**Problem details**
Repeat all of the material below exactly as written, images excluded.

**Raw records**
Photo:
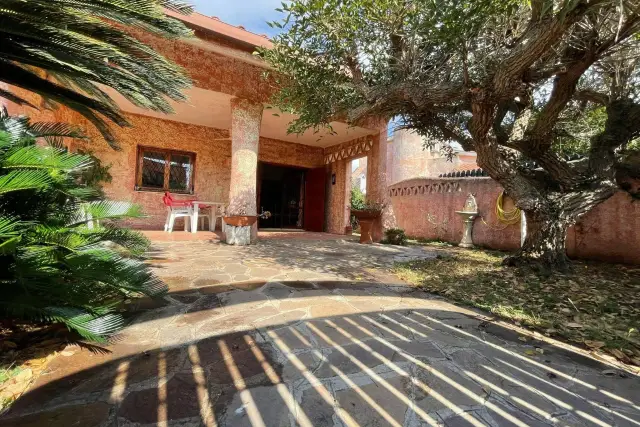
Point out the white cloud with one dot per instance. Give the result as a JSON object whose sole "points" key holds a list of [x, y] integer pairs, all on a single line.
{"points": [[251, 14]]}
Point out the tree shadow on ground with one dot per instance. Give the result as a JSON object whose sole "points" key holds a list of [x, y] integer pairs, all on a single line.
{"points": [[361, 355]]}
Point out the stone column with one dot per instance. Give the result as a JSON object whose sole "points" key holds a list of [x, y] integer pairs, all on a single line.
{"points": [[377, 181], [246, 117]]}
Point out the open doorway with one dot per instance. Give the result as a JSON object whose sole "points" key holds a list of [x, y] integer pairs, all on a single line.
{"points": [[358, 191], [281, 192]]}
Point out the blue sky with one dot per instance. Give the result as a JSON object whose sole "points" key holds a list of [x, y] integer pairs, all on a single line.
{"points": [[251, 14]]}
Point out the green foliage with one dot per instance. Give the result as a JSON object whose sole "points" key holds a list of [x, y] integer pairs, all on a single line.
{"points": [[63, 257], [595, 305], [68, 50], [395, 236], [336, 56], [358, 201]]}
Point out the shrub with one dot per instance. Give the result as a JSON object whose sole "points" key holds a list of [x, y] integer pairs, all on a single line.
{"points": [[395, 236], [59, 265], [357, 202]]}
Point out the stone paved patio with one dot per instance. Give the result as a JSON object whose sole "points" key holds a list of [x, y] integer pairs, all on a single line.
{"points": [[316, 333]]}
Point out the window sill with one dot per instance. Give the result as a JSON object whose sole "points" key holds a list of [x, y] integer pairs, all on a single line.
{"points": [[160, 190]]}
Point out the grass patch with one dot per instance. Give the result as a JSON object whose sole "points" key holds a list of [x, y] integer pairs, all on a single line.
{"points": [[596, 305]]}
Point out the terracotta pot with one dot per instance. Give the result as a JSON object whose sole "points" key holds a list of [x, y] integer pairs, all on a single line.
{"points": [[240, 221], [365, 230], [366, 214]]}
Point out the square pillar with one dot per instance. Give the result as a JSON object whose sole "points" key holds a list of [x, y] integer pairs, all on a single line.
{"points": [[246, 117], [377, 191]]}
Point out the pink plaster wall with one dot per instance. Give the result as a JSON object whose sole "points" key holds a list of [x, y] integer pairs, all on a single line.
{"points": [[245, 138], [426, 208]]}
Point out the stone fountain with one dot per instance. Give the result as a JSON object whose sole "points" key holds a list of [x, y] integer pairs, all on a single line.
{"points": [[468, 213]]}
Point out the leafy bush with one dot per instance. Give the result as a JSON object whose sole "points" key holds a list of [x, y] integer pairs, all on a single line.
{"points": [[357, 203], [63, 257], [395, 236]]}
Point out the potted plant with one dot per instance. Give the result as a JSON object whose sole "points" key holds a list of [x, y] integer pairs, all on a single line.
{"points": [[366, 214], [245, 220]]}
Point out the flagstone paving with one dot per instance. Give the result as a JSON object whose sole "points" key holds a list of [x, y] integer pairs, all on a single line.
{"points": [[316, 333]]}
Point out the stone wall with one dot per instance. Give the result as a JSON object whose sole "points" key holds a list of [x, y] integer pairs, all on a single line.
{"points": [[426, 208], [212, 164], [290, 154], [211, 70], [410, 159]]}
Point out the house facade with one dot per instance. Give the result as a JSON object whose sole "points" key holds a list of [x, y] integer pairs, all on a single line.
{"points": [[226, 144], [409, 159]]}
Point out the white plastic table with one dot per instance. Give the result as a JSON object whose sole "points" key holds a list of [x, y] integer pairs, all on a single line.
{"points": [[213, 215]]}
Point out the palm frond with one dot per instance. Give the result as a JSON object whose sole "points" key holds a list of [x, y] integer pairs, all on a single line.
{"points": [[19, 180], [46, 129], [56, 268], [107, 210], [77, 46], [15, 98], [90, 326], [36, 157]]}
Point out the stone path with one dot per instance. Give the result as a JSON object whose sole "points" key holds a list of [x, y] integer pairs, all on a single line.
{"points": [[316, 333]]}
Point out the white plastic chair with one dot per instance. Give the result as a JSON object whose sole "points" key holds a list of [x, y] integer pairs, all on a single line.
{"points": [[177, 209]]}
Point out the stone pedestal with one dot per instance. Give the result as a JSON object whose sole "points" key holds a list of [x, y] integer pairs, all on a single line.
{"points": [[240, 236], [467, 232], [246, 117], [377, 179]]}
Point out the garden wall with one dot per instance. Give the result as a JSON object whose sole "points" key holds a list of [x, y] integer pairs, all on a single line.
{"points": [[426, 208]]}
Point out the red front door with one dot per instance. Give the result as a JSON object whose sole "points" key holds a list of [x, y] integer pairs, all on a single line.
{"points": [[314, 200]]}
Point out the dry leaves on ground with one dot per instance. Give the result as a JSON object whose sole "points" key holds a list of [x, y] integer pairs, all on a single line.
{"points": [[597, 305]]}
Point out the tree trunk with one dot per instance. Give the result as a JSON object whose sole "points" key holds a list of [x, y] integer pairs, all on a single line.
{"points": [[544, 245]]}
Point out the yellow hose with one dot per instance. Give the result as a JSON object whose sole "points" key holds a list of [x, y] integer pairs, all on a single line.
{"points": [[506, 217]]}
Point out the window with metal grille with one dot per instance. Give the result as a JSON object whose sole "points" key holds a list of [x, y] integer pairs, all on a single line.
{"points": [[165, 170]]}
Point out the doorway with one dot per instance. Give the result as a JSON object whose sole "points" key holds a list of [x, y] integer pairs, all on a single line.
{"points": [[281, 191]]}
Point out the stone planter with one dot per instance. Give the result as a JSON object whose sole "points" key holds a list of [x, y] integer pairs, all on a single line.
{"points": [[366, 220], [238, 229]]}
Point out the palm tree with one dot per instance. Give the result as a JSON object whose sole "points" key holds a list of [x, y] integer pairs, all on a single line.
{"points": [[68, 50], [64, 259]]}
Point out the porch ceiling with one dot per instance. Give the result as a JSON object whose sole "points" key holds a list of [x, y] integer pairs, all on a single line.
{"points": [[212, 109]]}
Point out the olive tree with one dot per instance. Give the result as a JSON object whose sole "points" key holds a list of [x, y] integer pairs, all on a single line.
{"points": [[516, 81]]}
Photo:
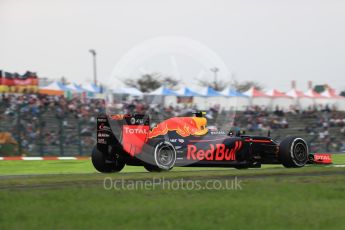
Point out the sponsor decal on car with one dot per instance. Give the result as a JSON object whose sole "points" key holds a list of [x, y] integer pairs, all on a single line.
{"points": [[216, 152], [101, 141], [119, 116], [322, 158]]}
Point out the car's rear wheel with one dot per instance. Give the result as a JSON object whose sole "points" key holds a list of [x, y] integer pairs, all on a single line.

**Solution for this problem**
Photo:
Point out the white cloud with one dot per instance. Give the result as a JSON object whose sole "points" key holds a list of [x, y] integer pairs, all on a single line.
{"points": [[251, 14]]}
Point out the tree shadow on ground with one dot per instance. Give the result as a JSON object whose sole "points" key holds a list of [x, y] integer pairs, all on a single line.
{"points": [[361, 355]]}
Point out the stone column with one dot per instance. Give the result as a JSON object whose sole "points" key holds a list of [x, y] integer pairs, all on a single line.
{"points": [[377, 181], [246, 117]]}
Point out the open doorway with one dot per instance. Give the result as a JSON object whose sole "points" key holds a list of [x, y] integer pairs, all on a single line.
{"points": [[358, 191], [281, 192]]}
Point out the blue sky with one dot per instance. Give the result as a JSON object whose sole "points" key holds a list of [x, y] integer pairs, all on a single line.
{"points": [[251, 14]]}
Point out the green foliage with one dot per instance. Give the result as a JSON object whose sole "points" key holds a list of [x, y] integer pairs, all on a single line.
{"points": [[63, 257], [595, 305], [68, 50], [395, 236], [336, 56], [358, 201]]}
Point out the shrub with one dot per instance. Give the result as a JSON object whose sole "points" key holds a list of [x, y] integer pairs, all on a single line.
{"points": [[395, 236], [59, 265], [357, 202]]}
Point out the stone paved patio with one dot per instance. Give the result as a JSON object whose sole "points" key holds a list of [x, y] integer pairs, all on a single line.
{"points": [[316, 333]]}
Point out the window sill with one dot per instance. Give the result as a JSON object whose sole "points" key holds a list of [x, y] integer pairs, all on a single line.
{"points": [[160, 190]]}
Point out the grass patch with one dot per instance. Give the result as a JSON object whose sole "points" key holds a list of [x, y] integer pairs, all on a single line.
{"points": [[596, 305]]}
Point out the terracotta pot with one dot per instance. Give the result as a JSON object whose sole "points" key holds a list of [x, y] integer pairs, all on a single line.
{"points": [[240, 221], [365, 230], [366, 214]]}
Point out the square pillar with one dot per instance. Give the result as a JSON object whose sole "points" key holds a list of [x, y] integer pairs, all on a single line.
{"points": [[246, 117], [377, 191]]}
Point out the pink plaster wall with one dot per instance. Give the result as a JSON object whose sole "points" key holds a list of [x, y] integer pairs, all on a single line.
{"points": [[245, 138], [426, 208]]}
Point out the stone fountain with one dot per instance. Give the result as a JSON object whose sole "points" key holds a list of [x, y] integer pairs, all on a single line.
{"points": [[468, 213]]}
Point out the leafy bush with one dot per instance. Give the result as a JSON object whose sole "points" key holds a list of [x, y] integer pairs, all on a single line.
{"points": [[357, 203], [63, 257], [395, 236]]}
Point out the potted plant with one dot per instance. Give the result as a JSON object whose sole "points" key holds a list of [x, y] integer pairs, all on a single line.
{"points": [[366, 214], [245, 220]]}
Point out the flagstone paving with one dot per instance. Give the result as a JSON object whose sole "points" key holds a list of [x, y] integer pairs, all on a single line.
{"points": [[316, 333]]}
Point out the stone wall with one dot per instance. Give the result as a JSON object whose sole "points" key holds a list of [x, y] integer pairs, all on a single line.
{"points": [[426, 208], [212, 164], [290, 154], [211, 70], [410, 159]]}
Point out the house facade with one dot per instance. Give the result as a JSON object whose sole "points" key holds a list of [x, y] integer pairs, all on a single line.
{"points": [[226, 144], [409, 159]]}
Point out the white plastic table with one dot per instance. Give the result as a JSON object whose sole "points" key holds a list of [x, y] integer pairs, all on a single line.
{"points": [[213, 215]]}
Point out the palm frond with one dot per instance. Give the result as a JSON object whose sole "points" key holds a list of [x, y] integer pairs, all on a single line.
{"points": [[19, 180], [46, 129], [56, 268], [107, 210], [77, 46], [15, 98], [90, 326], [36, 157]]}
Point out the stone path with one dot per instance. Give the result as a JSON object whose sole "points" key holds a list of [x, y] integer pairs, all on a single line.
{"points": [[316, 333]]}
Point out the white plastic chair with one dot per instance. Give the result as a JSON object whose sole "points" key holds a list of [x, y] integer pairs, all on a single line.
{"points": [[177, 209]]}
Point out the stone pedestal with one dot per instance. Give the result as a JSON object whose sole "points" key holds a list of [x, y] integer pairs, all on a single line.
{"points": [[240, 236], [467, 232], [246, 117], [377, 179]]}
Point out the garden wall with one dot per instance. Give the result as a JSON object whose sole "points" key holds a list of [x, y] integer pairs, all on a single line.
{"points": [[426, 208]]}
Point out the red front door with one dot per instance. Give the result as a JSON object whose sole "points" key holds a list of [x, y] integer pairs, all on a single line.
{"points": [[314, 200]]}
Point out the dry leaves on ground with one dot per instance. Give the result as a JSON object whose sole "points" key holds a list of [x, y] integer pairs, all on a single line.
{"points": [[597, 305]]}
Point out the tree trunk with one dot per instance. Give the result as a JSON object whose sole "points" key holds a list of [x, y] integer pairs, all on a single line.
{"points": [[544, 245]]}
Point out the yellow hose with one dot per instance. Give the result as a JSON object whose sole "points" key holds a list of [x, y] integer pairs, all on a single line.
{"points": [[506, 217]]}
Point out the window with metal grille with one dot per instance. Give the result as a JSON object whose sole "points" key holds a list of [x, y] integer pairs, all on a single line.
{"points": [[165, 170]]}
Point out the doorway with one dot per instance. Give the result as a JSON object whose sole "points" key holds a list of [x, y] integer pairs, all on a single line.
{"points": [[281, 191]]}
Point out the stone planter with one dot per instance. Give the result as a JSON object whose sole "points" key holds a list of [x, y] integer pairs, all on a single line.
{"points": [[366, 220], [238, 229]]}
Point out the palm tree with one dot per instance. Give the result as a JSON object whose sole "points" key holds a list of [x, y] integer pairs, all on a single line.
{"points": [[68, 50], [64, 259]]}
Point out the porch ceiling with one dot per instance. Give the result as a JSON object whose sole "points" key holds a list of [x, y] integer pairs, all on a single line.
{"points": [[212, 109]]}
Point out the olive tree with one dot per instance. Give the result as a JSON object whose sole "points" key holds a list of [x, y] integer pairs, all on a single line.
{"points": [[516, 81]]}
Photo:
Point out the sponsor decal on car with one dot per instance. Give the result as a JSON object whose sole "points" key holds a list of [x, y] integer pairs, all on a single line.
{"points": [[216, 152], [101, 141], [119, 116], [322, 158]]}
Point out the car's rear wheel with one dot per instance. Give the result as a JSON object whose sole "points" key holds a list of [x, y] integer pairs, all on a single line.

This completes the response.